* **Records for this task**:
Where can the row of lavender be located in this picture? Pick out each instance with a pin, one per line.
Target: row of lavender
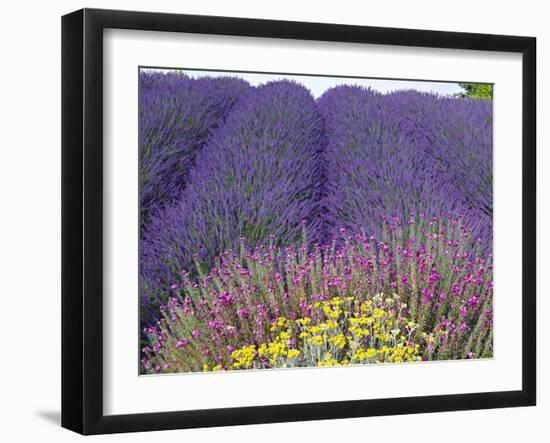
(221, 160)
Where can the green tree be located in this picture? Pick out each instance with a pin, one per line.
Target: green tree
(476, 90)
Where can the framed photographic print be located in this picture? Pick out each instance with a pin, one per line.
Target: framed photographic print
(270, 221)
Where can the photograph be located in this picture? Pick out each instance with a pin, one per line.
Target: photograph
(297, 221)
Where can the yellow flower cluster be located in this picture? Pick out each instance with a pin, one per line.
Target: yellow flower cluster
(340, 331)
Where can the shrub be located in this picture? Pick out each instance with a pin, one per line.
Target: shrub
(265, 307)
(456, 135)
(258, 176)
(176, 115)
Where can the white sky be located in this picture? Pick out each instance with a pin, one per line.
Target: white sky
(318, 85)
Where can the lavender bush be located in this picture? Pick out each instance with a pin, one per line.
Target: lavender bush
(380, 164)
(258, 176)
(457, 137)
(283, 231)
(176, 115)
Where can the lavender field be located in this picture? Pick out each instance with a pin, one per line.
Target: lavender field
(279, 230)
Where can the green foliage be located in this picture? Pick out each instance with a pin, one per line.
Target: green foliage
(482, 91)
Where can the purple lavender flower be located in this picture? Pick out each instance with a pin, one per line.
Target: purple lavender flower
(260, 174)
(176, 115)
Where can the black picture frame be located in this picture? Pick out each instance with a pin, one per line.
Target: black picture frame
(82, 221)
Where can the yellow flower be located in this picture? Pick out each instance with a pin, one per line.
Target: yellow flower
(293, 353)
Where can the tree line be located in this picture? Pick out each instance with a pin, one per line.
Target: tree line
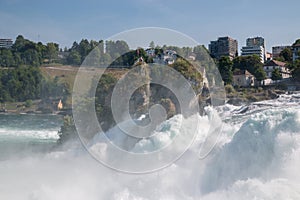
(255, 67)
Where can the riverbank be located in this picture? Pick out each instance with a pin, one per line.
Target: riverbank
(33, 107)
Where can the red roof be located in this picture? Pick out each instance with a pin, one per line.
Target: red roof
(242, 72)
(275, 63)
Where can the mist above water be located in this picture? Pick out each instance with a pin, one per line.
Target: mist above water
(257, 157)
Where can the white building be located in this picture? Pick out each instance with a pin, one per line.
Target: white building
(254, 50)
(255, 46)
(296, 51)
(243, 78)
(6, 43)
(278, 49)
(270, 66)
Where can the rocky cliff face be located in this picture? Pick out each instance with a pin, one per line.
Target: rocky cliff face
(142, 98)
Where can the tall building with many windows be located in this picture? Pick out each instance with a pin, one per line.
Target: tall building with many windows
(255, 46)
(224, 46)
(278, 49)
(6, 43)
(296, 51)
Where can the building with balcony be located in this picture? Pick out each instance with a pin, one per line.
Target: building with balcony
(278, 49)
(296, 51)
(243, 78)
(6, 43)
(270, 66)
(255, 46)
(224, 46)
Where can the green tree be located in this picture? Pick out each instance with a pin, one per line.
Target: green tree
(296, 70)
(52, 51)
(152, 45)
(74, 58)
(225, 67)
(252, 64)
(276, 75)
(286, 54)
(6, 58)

* * *

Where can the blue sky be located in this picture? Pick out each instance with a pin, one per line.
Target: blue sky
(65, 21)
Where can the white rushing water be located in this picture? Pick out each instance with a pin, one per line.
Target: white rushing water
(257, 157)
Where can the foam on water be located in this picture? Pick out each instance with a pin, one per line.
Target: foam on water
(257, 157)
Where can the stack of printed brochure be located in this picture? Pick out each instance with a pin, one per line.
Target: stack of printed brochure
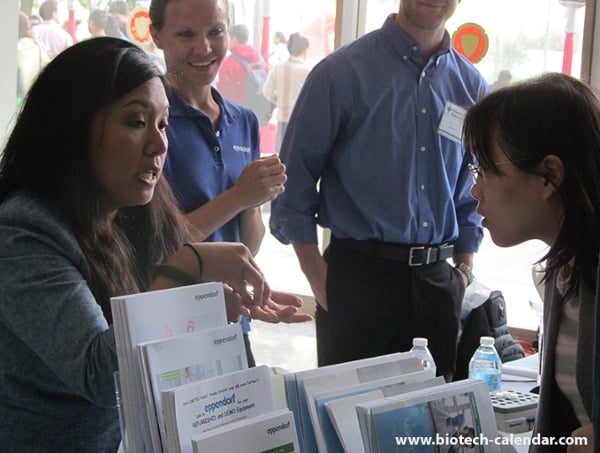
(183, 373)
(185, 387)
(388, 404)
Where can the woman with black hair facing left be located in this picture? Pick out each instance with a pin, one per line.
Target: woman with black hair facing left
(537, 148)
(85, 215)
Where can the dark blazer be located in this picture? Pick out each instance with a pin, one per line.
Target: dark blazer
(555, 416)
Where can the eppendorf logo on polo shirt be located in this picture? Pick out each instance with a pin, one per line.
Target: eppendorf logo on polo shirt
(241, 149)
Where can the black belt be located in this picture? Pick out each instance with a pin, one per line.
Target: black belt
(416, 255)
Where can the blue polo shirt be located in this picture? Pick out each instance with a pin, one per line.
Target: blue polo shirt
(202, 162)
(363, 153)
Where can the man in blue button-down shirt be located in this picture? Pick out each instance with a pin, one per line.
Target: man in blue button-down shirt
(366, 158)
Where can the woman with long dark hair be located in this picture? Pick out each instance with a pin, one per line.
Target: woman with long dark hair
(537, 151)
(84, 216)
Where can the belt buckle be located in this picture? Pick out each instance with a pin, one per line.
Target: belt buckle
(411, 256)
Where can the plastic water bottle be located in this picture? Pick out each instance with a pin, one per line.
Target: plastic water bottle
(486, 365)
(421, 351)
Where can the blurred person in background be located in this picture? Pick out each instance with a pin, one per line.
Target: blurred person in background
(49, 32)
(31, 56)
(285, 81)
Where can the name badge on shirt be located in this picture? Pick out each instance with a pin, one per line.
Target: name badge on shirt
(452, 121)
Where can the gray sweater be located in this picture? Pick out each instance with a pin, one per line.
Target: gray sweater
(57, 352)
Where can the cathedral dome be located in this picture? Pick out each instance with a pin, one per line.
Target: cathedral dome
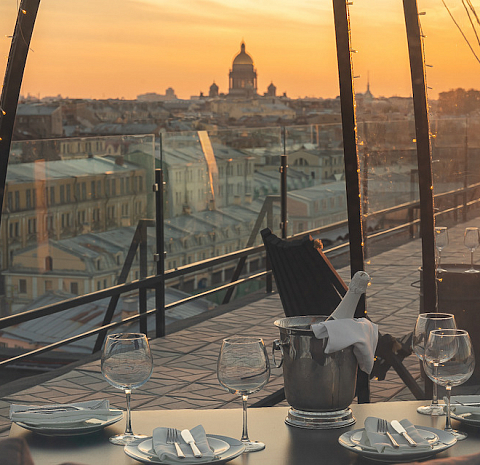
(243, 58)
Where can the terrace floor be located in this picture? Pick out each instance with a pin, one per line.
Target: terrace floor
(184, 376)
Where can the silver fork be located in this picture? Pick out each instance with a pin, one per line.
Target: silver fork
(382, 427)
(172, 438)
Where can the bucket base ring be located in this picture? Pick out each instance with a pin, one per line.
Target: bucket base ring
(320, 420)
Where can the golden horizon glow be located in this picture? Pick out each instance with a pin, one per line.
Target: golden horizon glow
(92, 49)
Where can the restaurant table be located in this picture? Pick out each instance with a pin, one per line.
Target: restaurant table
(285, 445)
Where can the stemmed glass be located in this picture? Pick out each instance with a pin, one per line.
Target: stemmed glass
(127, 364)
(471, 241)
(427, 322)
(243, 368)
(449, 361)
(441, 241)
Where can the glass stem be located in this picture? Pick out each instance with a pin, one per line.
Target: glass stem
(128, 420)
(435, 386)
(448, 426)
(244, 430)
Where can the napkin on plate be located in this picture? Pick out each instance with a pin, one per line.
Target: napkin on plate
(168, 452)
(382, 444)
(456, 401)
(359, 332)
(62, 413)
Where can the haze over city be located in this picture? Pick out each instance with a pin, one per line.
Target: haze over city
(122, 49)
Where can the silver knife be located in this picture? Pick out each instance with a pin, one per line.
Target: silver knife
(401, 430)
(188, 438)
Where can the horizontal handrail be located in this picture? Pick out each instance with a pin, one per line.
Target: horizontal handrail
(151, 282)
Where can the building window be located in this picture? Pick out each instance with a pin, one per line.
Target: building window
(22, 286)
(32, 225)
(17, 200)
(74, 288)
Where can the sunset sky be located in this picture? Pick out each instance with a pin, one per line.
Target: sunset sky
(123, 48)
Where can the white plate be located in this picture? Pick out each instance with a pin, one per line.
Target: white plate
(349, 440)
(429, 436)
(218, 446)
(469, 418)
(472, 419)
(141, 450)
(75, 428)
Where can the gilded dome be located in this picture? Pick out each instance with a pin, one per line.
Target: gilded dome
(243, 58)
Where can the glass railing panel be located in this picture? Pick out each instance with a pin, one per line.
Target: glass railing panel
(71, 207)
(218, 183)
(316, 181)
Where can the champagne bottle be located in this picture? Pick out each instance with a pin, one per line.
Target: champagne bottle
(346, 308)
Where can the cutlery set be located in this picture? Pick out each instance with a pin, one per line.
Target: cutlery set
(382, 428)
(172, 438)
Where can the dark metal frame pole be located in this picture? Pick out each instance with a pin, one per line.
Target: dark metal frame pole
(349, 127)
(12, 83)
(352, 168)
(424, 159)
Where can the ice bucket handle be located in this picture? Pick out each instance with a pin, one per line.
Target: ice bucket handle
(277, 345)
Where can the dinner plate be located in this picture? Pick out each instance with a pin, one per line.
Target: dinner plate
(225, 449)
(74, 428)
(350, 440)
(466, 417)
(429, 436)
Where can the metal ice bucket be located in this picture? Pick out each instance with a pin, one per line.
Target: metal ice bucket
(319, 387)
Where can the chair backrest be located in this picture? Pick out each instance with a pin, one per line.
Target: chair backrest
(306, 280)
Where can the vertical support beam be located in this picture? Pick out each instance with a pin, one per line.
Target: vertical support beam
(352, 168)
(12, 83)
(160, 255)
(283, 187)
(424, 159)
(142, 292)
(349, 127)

* **Your instructions**:
Locate each line in the records above that contains the string "polo" and copy those lines out. Case matters.

* **Exercise output**:
Where can the eppendorf logo on polo shirt be located in this picture? Pick out each instance with a pin, one per line.
Target: eppendorf logo on polo shirt
Where can the blue polo shirt be located in this picture? Pick out each instance with a pin, one per line.
Target: blue polo shirt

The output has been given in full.